Each line of the material should be retyped without alteration.

* Dataset excerpts
***
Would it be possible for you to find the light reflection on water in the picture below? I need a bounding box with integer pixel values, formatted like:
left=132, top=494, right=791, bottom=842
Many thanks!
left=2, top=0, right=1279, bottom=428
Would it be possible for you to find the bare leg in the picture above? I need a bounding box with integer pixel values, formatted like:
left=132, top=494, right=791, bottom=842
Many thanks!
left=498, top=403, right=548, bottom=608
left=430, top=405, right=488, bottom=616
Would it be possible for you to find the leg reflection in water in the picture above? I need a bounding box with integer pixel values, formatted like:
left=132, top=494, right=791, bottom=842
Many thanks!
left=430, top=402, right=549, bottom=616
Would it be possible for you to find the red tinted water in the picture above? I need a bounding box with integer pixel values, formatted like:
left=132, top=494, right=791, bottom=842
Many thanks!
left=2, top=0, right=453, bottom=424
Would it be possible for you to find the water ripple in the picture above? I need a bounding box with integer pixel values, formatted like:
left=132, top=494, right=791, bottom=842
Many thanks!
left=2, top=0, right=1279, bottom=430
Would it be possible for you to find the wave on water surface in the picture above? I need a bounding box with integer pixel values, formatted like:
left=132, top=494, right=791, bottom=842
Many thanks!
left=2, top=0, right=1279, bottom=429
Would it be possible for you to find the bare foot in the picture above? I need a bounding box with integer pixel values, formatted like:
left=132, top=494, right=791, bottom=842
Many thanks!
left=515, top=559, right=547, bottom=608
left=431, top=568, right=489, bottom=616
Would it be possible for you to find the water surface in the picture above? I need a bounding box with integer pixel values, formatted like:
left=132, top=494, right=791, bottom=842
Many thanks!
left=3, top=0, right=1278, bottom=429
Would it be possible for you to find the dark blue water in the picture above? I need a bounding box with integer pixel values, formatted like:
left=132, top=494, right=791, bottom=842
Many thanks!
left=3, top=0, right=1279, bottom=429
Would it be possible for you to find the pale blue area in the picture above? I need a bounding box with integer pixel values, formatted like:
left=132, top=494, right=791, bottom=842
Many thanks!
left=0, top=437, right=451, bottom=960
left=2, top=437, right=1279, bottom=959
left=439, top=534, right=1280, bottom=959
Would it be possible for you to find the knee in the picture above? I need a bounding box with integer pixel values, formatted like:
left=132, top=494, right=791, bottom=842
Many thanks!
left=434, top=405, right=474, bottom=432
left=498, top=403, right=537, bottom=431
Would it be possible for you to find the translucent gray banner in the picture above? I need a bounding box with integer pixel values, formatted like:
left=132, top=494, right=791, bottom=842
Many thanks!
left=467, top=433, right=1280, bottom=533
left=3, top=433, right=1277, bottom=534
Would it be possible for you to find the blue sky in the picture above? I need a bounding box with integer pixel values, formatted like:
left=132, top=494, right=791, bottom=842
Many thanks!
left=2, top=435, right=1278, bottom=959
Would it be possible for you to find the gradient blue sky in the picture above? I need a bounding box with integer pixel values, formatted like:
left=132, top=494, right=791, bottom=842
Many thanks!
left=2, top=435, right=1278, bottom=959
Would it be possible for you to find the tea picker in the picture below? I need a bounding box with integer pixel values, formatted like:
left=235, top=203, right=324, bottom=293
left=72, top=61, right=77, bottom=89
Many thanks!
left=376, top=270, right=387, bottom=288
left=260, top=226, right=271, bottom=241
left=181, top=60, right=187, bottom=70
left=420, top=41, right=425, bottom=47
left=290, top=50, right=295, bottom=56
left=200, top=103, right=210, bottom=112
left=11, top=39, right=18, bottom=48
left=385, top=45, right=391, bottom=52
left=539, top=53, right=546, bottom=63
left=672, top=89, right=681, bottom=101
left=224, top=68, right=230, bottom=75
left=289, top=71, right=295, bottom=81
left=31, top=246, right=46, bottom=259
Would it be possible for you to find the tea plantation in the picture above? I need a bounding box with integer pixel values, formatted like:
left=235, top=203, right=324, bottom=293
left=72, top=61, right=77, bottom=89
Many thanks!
***
* Result of the exercise
Would it be possible for you to find the light reflection on water in the picture below? I need a bounding box with integer pixel values, formatted like:
left=132, top=494, right=791, bottom=842
Many thanks!
left=2, top=0, right=1279, bottom=428
Would it be possible for you to find the bare leg in the picture above? I need a bounding box with integer pixel values, formatted like:
left=132, top=494, right=791, bottom=842
Many thanks!
left=498, top=403, right=548, bottom=608
left=430, top=405, right=488, bottom=616
Would it be possible for you to find the leg reflection in water in the picture above? I need a bounding box with integer pixel values, formatted like:
left=132, top=494, right=791, bottom=842
Many thanks!
left=430, top=402, right=549, bottom=616
Would it be possible for you to find the red tinted water in the picture above? I need a bounding box with integer pixel values, formatted like:
left=132, top=494, right=791, bottom=842
Many thanks!
left=2, top=0, right=453, bottom=424
Would it be possible for you to find the water ripple in the picture above? I need a bounding box with integer pixel values, formatted like:
left=132, top=494, right=791, bottom=842
Many thanks!
left=2, top=0, right=1279, bottom=430
Would it be possible for you to find the wave on water surface in the picture above? I need a bounding box with integer pixel values, formatted like:
left=132, top=494, right=791, bottom=842
Many thanks!
left=2, top=0, right=1279, bottom=429
Would it be possible for you to find the bare foot in the picture above? I need a bounding box with integer pixel values, formatted like:
left=132, top=494, right=791, bottom=842
Many thanks!
left=515, top=559, right=547, bottom=608
left=431, top=568, right=489, bottom=616
Would it be possible for you to find the water surface in the picture above? I need a bounding box with integer pixel values, formatted like:
left=132, top=494, right=791, bottom=842
Many thanks!
left=3, top=0, right=1278, bottom=429
Would it be possible for you to find the dark blue water in the picture above? I need a bounding box with integer pixel values, formatted like:
left=132, top=494, right=791, bottom=842
Many thanks!
left=3, top=0, right=1279, bottom=429
Would it be possible for you to find the pale blue area in the picture above? I need a bounding box with integer pixel values, formatted like:
left=132, top=494, right=791, bottom=842
Many thanks!
left=0, top=437, right=451, bottom=960
left=2, top=437, right=1279, bottom=959
left=439, top=534, right=1280, bottom=959
Would it be possible for you to find the knee in the picture above? I need a bounding box with integer pixel values, formatted like:
left=132, top=494, right=791, bottom=842
Many thanks!
left=434, top=405, right=474, bottom=432
left=498, top=403, right=537, bottom=431
Would it be possible for you to find the translucent gray banner in the picture above? I need a bounding box with integer pixel values, formatted like:
left=132, top=494, right=791, bottom=842
Many thanks!
left=467, top=433, right=1280, bottom=533
left=3, top=433, right=1277, bottom=534
Would it be possible for you to find the blue sky in the picture above? I need a bounding box with integer pixel values, formatted like:
left=132, top=494, right=791, bottom=842
Many thanks!
left=2, top=435, right=1278, bottom=959
Would it be possible for you to find the gradient blue sky in the picture above? I need a bounding box with integer pixel values, formatted like:
left=132, top=494, right=791, bottom=842
Many thanks!
left=2, top=435, right=1278, bottom=959
Would it be possible for you to find the tea picker in the picture below? I need a bounding box with integer pixel values, formatted like:
left=235, top=203, right=324, bottom=293
left=72, top=61, right=77, bottom=89
Many thanks!
left=376, top=270, right=387, bottom=288
left=260, top=226, right=271, bottom=241
left=181, top=60, right=187, bottom=70
left=420, top=41, right=425, bottom=47
left=290, top=50, right=295, bottom=56
left=200, top=103, right=210, bottom=112
left=11, top=39, right=18, bottom=48
left=385, top=45, right=391, bottom=52
left=539, top=53, right=546, bottom=63
left=672, top=89, right=681, bottom=101
left=224, top=68, right=230, bottom=75
left=289, top=71, right=295, bottom=81
left=31, top=246, right=46, bottom=259
Would it be possible for you to find the tea plantation in the picture above? I need a bounding box with integer pixel values, formatted like:
left=235, top=203, right=324, bottom=293
left=72, top=61, right=77, bottom=89
Many thanks!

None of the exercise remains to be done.